[WHAT YOU SHOULD DO]: Return the rows below as a JSON list of strings with one string per line, skipping any blank lines. Leave the pictures out of your answer.
================
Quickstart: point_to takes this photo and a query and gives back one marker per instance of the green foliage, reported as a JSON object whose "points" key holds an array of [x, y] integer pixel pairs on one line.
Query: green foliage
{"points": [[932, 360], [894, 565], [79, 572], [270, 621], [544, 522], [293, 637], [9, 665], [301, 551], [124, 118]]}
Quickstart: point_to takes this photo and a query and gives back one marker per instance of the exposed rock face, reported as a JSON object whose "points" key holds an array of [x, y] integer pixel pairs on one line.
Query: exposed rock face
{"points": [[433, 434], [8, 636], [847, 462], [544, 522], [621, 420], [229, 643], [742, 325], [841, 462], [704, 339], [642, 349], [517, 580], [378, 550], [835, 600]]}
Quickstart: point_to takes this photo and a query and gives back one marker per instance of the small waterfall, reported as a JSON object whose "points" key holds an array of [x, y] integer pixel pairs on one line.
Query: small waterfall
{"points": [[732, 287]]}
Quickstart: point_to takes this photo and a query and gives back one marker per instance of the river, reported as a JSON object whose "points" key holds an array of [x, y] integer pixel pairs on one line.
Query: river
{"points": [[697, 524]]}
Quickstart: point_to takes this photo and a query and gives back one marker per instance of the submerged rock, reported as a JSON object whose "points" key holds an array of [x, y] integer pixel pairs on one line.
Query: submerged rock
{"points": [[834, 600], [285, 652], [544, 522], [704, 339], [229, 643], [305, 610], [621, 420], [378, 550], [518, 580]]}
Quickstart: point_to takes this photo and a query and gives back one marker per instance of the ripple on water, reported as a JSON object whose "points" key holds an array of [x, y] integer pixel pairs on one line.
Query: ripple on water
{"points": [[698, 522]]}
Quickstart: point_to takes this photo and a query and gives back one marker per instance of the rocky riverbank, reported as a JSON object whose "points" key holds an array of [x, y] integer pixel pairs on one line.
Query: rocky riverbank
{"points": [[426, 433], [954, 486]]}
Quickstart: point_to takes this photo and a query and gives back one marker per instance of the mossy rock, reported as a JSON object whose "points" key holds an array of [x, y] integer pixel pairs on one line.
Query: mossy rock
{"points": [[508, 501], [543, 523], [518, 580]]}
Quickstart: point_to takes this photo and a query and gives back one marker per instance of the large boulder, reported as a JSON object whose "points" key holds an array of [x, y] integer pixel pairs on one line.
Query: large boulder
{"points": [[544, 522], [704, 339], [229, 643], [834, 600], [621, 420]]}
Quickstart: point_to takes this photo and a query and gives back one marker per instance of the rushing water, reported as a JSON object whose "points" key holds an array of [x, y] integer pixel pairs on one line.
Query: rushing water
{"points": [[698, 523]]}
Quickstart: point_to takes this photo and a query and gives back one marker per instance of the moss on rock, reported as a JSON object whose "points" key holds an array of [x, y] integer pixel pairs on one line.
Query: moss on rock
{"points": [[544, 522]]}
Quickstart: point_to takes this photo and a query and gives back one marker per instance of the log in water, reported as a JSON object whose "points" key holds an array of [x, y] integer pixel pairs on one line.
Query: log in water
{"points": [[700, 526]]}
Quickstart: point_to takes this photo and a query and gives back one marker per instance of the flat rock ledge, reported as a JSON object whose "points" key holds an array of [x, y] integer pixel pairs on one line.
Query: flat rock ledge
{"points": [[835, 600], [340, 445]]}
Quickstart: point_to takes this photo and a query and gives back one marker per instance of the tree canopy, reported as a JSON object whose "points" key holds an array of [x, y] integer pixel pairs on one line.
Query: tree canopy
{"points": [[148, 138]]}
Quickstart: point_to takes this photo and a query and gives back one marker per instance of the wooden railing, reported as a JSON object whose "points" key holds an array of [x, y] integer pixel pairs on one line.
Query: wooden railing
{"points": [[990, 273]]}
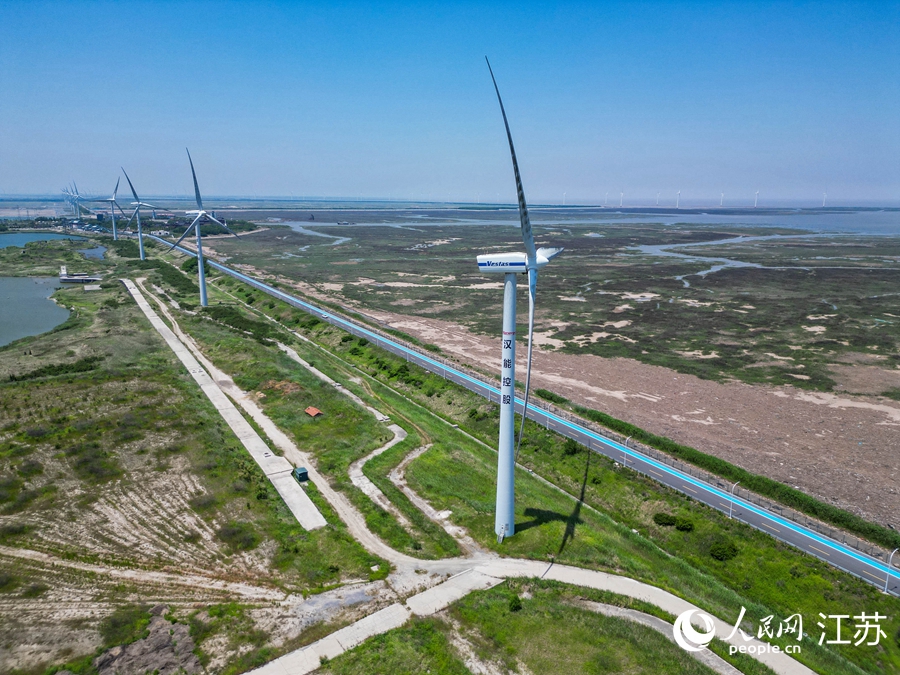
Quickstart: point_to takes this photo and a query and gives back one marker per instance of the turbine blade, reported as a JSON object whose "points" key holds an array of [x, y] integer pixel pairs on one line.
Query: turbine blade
{"points": [[196, 187], [186, 232], [527, 236], [222, 224], [130, 185], [532, 291]]}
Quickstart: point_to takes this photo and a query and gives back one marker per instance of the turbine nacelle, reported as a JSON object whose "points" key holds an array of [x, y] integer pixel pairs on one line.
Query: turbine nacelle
{"points": [[515, 262]]}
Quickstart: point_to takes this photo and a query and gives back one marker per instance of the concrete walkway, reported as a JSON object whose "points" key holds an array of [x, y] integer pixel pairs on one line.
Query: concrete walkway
{"points": [[438, 598], [277, 469]]}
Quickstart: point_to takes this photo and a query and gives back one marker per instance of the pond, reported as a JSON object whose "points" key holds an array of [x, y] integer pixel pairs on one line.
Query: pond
{"points": [[21, 238], [26, 308]]}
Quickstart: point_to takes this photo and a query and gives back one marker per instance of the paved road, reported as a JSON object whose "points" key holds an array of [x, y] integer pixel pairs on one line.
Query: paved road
{"points": [[828, 550]]}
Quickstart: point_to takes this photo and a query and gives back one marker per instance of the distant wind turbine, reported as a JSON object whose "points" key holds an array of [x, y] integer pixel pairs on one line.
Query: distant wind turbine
{"points": [[137, 204], [113, 205], [200, 215]]}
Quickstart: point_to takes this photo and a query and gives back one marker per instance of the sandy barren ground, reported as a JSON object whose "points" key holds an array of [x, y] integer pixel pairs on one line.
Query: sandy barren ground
{"points": [[839, 448]]}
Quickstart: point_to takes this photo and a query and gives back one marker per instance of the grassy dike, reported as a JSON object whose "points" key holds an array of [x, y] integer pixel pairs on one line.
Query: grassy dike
{"points": [[765, 576], [97, 417]]}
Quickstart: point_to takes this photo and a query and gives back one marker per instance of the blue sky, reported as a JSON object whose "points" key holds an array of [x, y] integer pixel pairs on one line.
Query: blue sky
{"points": [[393, 100]]}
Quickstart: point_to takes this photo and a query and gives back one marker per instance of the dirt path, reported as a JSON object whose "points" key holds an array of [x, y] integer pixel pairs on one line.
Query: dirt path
{"points": [[841, 449], [398, 477], [147, 576], [465, 574]]}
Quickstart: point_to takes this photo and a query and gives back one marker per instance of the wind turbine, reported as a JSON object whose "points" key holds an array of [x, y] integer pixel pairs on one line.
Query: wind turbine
{"points": [[510, 264], [137, 204], [195, 225], [75, 198], [113, 204]]}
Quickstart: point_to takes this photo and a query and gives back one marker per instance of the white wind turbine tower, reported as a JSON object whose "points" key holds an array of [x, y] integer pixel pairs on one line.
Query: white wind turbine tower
================
[EXPECTED ANSWER]:
[
  "Quickstart: point_to takes this photo and a query and gives back one marker per instance of the green foliage, reported as a JSON object whose \"points\" key holds an array of [x, y] integer pixel pairs on one line.",
  "Query: green foliage",
  "{\"points\": [[932, 360], [894, 565], [79, 572], [270, 621], [544, 522], [293, 637], [9, 665], [301, 551], [124, 118]]}",
  "Quickstart: point_to takes this photo and a query and gives back one marker per instance of the exposed rock face, reported as a JSON object whose \"points\" key holds an array of [x, y] integer pixel pairs on one line.",
  "Query: exposed rock face",
  "{\"points\": [[433, 434], [8, 636], [847, 462], [544, 522], [621, 420], [229, 643], [742, 325], [841, 462], [704, 339], [642, 349], [517, 580], [378, 550], [835, 600]]}",
  "Quickstart: point_to takes this photo and a query and gives back one marker per instance of the small waterfall, reported as a JSON object whose \"points\" key holds an array of [x, y] integer pixel pairs on one line.",
  "Query: small waterfall",
  "{\"points\": [[732, 287]]}",
  "Quickstart: point_to takes this photo and a query and gives back one marker per instance of the river, reported as a JSON object whose \"points\" key holds an array of [x, y] integer pixel pairs on one line.",
  "Query: river",
  "{\"points\": [[697, 524]]}",
  "Quickstart: point_to takes this photo and a query and gives back one marker per instance of the submerged rock, reported as a JSON object whose \"points\" key holds an array of [x, y] integer pixel pairs on one line.",
  "Query: submerged rock",
  "{\"points\": [[834, 600], [285, 652], [544, 522], [704, 339], [229, 643], [305, 610], [621, 420], [378, 550], [518, 580]]}",
  "Quickstart: point_to takes this photo and a query and gives back one marker per instance of the ripple on water, reported as a JSON object whose \"points\" key holds an array of [x, y] integer pixel pairs on one line.",
  "Query: ripple on water",
  "{\"points\": [[698, 522]]}",
  "Quickstart: point_to takes this photo and a query and gives back one marker per instance of the rocky riverbank, reported as a JSON object whose \"points\" key holds an array of [x, y] integer pixel pairs on one line.",
  "Query: rocky riverbank",
  "{\"points\": [[426, 433], [954, 486]]}",
  "Quickstart: point_to takes this photo and a query and gives back one marker per instance of the mossy rock, reported as a JSON object whose \"points\" key holds an array of [x, y] integer pixel pairs on one line.",
  "Query: mossy rock",
  "{\"points\": [[508, 501], [543, 523], [518, 580]]}",
  "Quickstart: point_to takes this photo and a query and gives back one marker per instance of the large boulder, reported as a JSON object whose \"points\" key holds an array of [x, y] integer pixel pairs on one line.",
  "Query: large boulder",
  "{\"points\": [[544, 522], [704, 339], [229, 643], [834, 600], [621, 420]]}",
  "Quickstart: point_to takes this photo and a query and gives back one marker per instance of the rushing water, reported as a JSON object whose \"points\" key holds an array of [x, y] integer pixel pairs on one line.",
  "Query: rushing water",
  "{\"points\": [[698, 523]]}",
  "Quickstart: point_to takes this photo and a query and gives back one marker per instance of the moss on rock, reported as a JSON object whose \"points\" key holds an array of [x, y] integer pixel pairs on one line.",
  "Query: moss on rock",
  "{\"points\": [[544, 522]]}",
  "Quickstart: point_to takes this photo and a query and gives back one marker per instance of the log in water, reported as a JSON object whose \"points\" key holds an array of [x, y] integer pixel pairs on one line.",
  "Query: log in water",
  "{\"points\": [[700, 526]]}",
  "Quickstart: point_to takes this photo and a query and gives back one marker per instance of the flat rock ledge, reported as a JSON object whose \"points\" key holds an array of [x, y] integer pixel pairs on one line.",
  "Query: flat rock ledge",
  "{\"points\": [[835, 600], [340, 445]]}",
  "Quickstart: point_to takes this photo and a query and gives back one marker per instance of the tree canopy, reported as a JSON object whose \"points\" key holds an array of [x, y] integer pixel pairs on one line.",
  "Query: tree canopy",
  "{\"points\": [[148, 138]]}",
  "Quickstart: point_to takes this photo and a query and gives back one marker per instance of the wooden railing, reported as a JSON object whose \"points\" key holds an array of [x, y] integer pixel pairs on one line.",
  "Query: wooden railing",
  "{\"points\": [[990, 273]]}",
  "Quickstart: point_to takes this photo and a query and gives back one marker per instance of the turbine blade, reported as a JSON object whose \"points\" key holds an array of [x, y] integer pixel pairs on one line.",
  "Query: turbine blade",
  "{\"points\": [[196, 187], [186, 232], [527, 236], [222, 224], [130, 185], [532, 291]]}",
  "Quickstart: point_to takes this photo and a query and gives back one marker per instance of the turbine nacelle, reported as a JSON object whose \"points\" key holds an array of [x, y] integer pixel pairs on one line.",
  "Query: turbine nacelle",
  "{\"points\": [[515, 262]]}",
  "Quickstart: point_to takes this photo and a query and gives back one marker per instance of the concrete walkway, reported as a JSON object whose \"points\" key holds an array of [x, y] integer pixel pairs on one line.",
  "Query: concrete walkway",
  "{\"points\": [[438, 598], [277, 469]]}",
  "Quickstart: point_to takes this photo and a query and gives back one marker per instance of the pond, reported as a JSON object whose \"points\" key holds an array of [x, y] integer pixel pairs on one line.",
  "Query: pond",
  "{\"points\": [[21, 238], [26, 308]]}",
  "Quickstart: point_to takes this photo and a query and gives back one marker per instance of the paved road, reported as a JSON object whose \"points\" key holds an array of [x, y] integer pixel pairs on one line.",
  "Query: paved road",
  "{\"points\": [[828, 550]]}",
  "Quickstart: point_to takes this photo and a query and gives back one marker per instance of the distant wind turbine, reported as a JSON object whose \"points\" key holds an array of [x, y] integer pixel pairs on one line.",
  "Query: distant wind turbine",
  "{\"points\": [[137, 204], [113, 205], [200, 215]]}",
  "Quickstart: point_to takes this photo and a query and gives back one marker per instance of the sandy barren ground, reported as a JSON object whose \"points\" key holds an array of [x, y] integer pixel pairs on one line.",
  "Query: sandy barren ground",
  "{\"points\": [[839, 448]]}",
  "Quickstart: point_to takes this photo and a query and gives back one marker per instance of the grassy dike, reported as a JSON object whose \"points\" key holds an array of [x, y] integer pixel pairs on one line.",
  "Query: grassy dike",
  "{\"points\": [[765, 576], [97, 417]]}",
  "Quickstart: point_to takes this photo and a query and gives back one marker per instance of the blue sky, reported as a JSON object whose \"points\" key holds an array of [x, y] integer pixel pairs on one line.",
  "Query: blue sky",
  "{\"points\": [[393, 100]]}",
  "Quickstart: point_to takes this photo and a query and gives back one marker per instance of the dirt path, reported as a JSON object whose \"points\" key holds an array of [x, y] integer pixel pairs on one line.",
  "Query: dirt path",
  "{\"points\": [[841, 449], [398, 477], [147, 576], [465, 574]]}",
  "Quickstart: point_to takes this photo and a query and gives back one marker per instance of the wind turbine, reported as a JSON object whose \"points\" key holds an array of [x, y] integer pixel pairs on one line.",
  "Query: wind turbine",
  "{\"points\": [[510, 264], [137, 204], [195, 225], [75, 198], [113, 204]]}",
  "Quickstart: point_to takes this photo and a query and gives back one marker per instance of the white wind turbine tower, reported as a JSON object whose \"points\" key holds an array of [x, y] integer pixel pairs on one line.",
  "Query: white wind turbine tower"
]